A similar logic is applicable to the performing arts. Why was it beyond the ingenuity and determination of theatre owners to stay open for longer with strict masking and distancing, especially in theatres with modern ventilation? Although many artists were rightly dismayed when rich production companies closed theatres and did little to support them, the government, the key player, was almost a bystander. Once theatres did devise plans for re-opening with audiences, the government seemed unwilling to fully support a world class industry to re-open as many theatres as possible, and to keep them open once restrictions were stiffened.
Not enough was done to “normalise” sport and performing arts as might have been. But, eventually, rising infection rates make any sense of normality impossible—and this is why the complaint lands at the door of Johnson, Sunak, Hancock, and Harding. New Zealand, South Korea, and Taiwan can maintain a heavy semblance of normality because they have successfully suppressed covid-19 in their populations.

* Exercise 1: In the passage on the performing arts during covid-19, rewrite the part starting at "A similar logic" and ending at "restrictions were stiffened.", with "theatres" replaced by "venues".
* Exercise 2: According to the passage on the performing arts during covid-19, which countries can maintain a heavy semblance of normality?
* Exercise 3: Write the next part of the passage on the performing arts during covid-19, continuing from its last sentence.

* Material supplied:
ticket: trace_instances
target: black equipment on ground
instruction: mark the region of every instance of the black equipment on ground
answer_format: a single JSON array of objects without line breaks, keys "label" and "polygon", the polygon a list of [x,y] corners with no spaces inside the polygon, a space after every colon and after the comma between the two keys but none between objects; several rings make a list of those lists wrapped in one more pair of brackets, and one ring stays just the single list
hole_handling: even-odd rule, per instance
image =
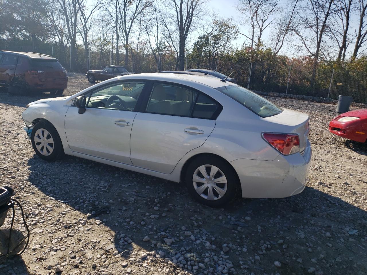
[{"label": "black equipment on ground", "polygon": [[[0,187],[0,254],[5,256],[16,256],[23,253],[29,241],[29,230],[25,221],[24,212],[19,202],[11,196],[14,193],[12,188],[5,186]],[[24,226],[27,230],[25,236],[22,231],[13,228],[15,218],[15,206],[20,208]],[[13,216],[10,225],[4,225],[8,210],[12,209]]]}]

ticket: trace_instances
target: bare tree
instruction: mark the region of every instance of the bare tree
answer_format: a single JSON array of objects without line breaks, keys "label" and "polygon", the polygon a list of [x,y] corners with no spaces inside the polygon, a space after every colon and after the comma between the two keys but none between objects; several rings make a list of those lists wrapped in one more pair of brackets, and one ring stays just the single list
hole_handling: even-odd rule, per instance
[{"label": "bare tree", "polygon": [[[151,13],[145,16],[142,26],[146,34],[147,41],[154,57],[157,65],[157,70],[160,67],[160,57],[162,54],[164,43],[162,35],[163,24],[158,7],[156,4],[153,6]],[[154,41],[152,40],[154,40]]]},{"label": "bare tree", "polygon": [[352,0],[335,0],[335,12],[333,16],[334,24],[329,26],[328,34],[338,45],[338,59],[342,62],[345,59],[347,48],[350,42],[348,32],[352,2]]},{"label": "bare tree", "polygon": [[356,32],[356,44],[352,56],[354,58],[357,57],[358,52],[362,45],[367,41],[367,16],[366,10],[367,9],[367,1],[359,0],[359,24],[358,30]]},{"label": "bare tree", "polygon": [[66,23],[65,16],[59,8],[49,8],[47,12],[50,34],[58,48],[58,59],[62,64],[65,64],[66,61],[66,43],[69,39],[68,33],[66,32]]},{"label": "bare tree", "polygon": [[249,25],[250,33],[247,34],[237,32],[248,39],[251,49],[255,45],[258,49],[261,45],[264,31],[275,19],[273,15],[277,11],[280,0],[240,0],[236,8],[242,15],[241,19]]},{"label": "bare tree", "polygon": [[163,26],[167,30],[166,37],[167,42],[177,53],[178,69],[183,70],[188,37],[196,27],[196,23],[202,14],[205,2],[203,0],[170,0],[168,3],[168,10],[162,16]]},{"label": "bare tree", "polygon": [[290,5],[291,10],[285,14],[281,14],[276,19],[276,28],[272,40],[273,53],[276,55],[284,45],[286,38],[293,27],[293,22],[297,17],[299,10],[297,4],[299,0],[294,0]]},{"label": "bare tree", "polygon": [[[129,39],[135,19],[154,0],[122,0],[117,1],[120,27],[125,48],[125,66],[129,60]],[[120,37],[121,38],[121,37]]]},{"label": "bare tree", "polygon": [[76,66],[76,34],[78,15],[80,6],[77,0],[57,0],[65,16],[68,37],[70,45],[70,69],[73,71]]},{"label": "bare tree", "polygon": [[103,65],[105,65],[105,62],[103,62],[102,58],[105,52],[109,50],[108,47],[111,44],[111,40],[109,37],[110,37],[111,32],[113,30],[111,29],[110,22],[107,17],[105,15],[102,15],[97,21],[98,30],[97,32],[97,38],[93,40],[93,44],[98,50],[98,66],[100,67]]},{"label": "bare tree", "polygon": [[90,70],[89,51],[88,50],[88,33],[93,24],[92,19],[94,13],[98,10],[102,3],[102,0],[97,0],[94,3],[88,2],[89,9],[87,9],[84,0],[77,0],[80,11],[80,21],[81,29],[78,29],[81,36],[85,49],[86,60],[87,69]]},{"label": "bare tree", "polygon": [[301,43],[299,46],[306,49],[313,57],[312,73],[310,85],[312,88],[316,78],[316,69],[323,41],[323,37],[327,28],[327,23],[330,14],[334,0],[308,0],[304,7],[304,12],[301,16],[298,27],[292,30],[298,36]]}]

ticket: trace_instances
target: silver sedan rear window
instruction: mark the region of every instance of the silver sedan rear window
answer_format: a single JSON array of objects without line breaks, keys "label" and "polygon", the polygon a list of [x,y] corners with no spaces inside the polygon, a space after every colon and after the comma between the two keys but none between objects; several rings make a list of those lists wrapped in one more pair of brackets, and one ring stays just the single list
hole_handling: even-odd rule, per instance
[{"label": "silver sedan rear window", "polygon": [[225,86],[215,89],[239,102],[262,117],[275,115],[283,111],[280,107],[239,85]]}]

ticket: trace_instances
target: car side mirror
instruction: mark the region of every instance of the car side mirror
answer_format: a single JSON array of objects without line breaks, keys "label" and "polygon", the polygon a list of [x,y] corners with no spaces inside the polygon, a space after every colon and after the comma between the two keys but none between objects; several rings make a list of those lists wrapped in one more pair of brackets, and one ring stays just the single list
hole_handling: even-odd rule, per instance
[{"label": "car side mirror", "polygon": [[78,113],[84,114],[85,112],[86,101],[85,95],[81,95],[76,98],[74,104],[78,108]]}]

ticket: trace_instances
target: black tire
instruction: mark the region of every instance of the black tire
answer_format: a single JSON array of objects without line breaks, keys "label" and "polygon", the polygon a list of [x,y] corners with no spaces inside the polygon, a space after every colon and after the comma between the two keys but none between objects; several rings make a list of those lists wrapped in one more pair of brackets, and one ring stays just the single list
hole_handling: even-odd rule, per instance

* Exercise output 1:
A similar logic is applicable to the performing arts. Why was it beyond the ingenuity and determination of theatre owners to stay open for longer with strict masking and distancing, especially in venues with modern ventilation? Although many artists were rightly dismayed when rich production companies closed venues and did little to support them, the government, the key player, was almost a bystander. Once venues did devise plans for re-opening with audiences, the government seemed unwilling to fully support a world class industry to re-open as many venues as possible, and to keep them open once restrictions were stiffened.

* Exercise output 2: New Zealand, South Korea, and Taiwan.

* Exercise output 3:
They have done this by securing their borders, delivering clear and consistent messaging, and operating effective test, trace, and isolate strategies. The measures have been swift, decisive, and rigorously implemented. The result is public trust and compliance with pandemic policies. Short term pain for long term gain.
By contrast, the UK’s Brexit government hasn’t controlled its borders. Johnson’s messaging has created confusion. His support of Dominic Cummings’s breach of covid-19 rules eroded public trust. Dithering and delay over each escalation of measures, as Johnson and Sunak did over the second lockdown, and lifting restrictions too soon, has led to more illness and deaths than was necessary.
But the central failing is test, trace, and isolate, the primary tool to control infection rates. The government backed antibody and lateral flow tests are problematic, from mishandled procurement at the taxpayer’s expense to confused implementation and overstated accuracy. Why did the UK decide to “invest” in new tests when tests from South Korea and elsewhere were already available? The focus on mass testing has distracted from the hapless implementation of contact tracing and isolation, with too few contacts identified and hence not enough people isolating. The government’s financial support for those isolating is so low that it is a deterrent rather than an incentive.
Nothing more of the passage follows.